▶ What you need to do
Write out as a numbered list the part of the records that opens with the line containing "of the grassy" and closes with the line containing "point(126, 226)", both included, omitting any blank lines.
#### Exercise materials
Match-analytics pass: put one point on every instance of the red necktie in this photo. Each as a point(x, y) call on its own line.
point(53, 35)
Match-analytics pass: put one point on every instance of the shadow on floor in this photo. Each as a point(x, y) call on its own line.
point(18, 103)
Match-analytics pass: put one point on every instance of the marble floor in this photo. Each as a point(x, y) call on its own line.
########
#### Exercise materials
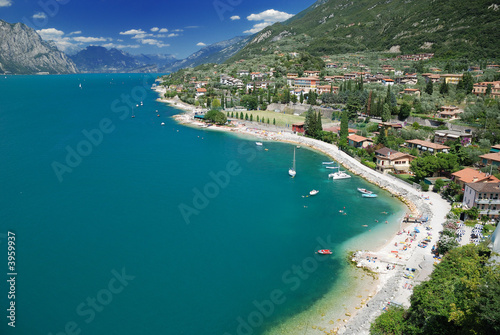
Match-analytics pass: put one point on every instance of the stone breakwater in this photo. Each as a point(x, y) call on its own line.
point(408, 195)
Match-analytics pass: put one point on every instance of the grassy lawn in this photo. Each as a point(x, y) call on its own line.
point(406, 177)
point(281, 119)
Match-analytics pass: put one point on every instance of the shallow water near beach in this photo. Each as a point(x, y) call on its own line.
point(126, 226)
########
▶ Task solution
1. Match-analytics pass: put one point on every instance of the grassy lawn in this photo. Each as a point(x, y) call on its own line.
2. point(406, 177)
3. point(281, 119)
4. Match-analytics pass: put one point on every instance of the shallow water near beach in this photo. Each as a point(x, y) call on its own line.
5. point(126, 226)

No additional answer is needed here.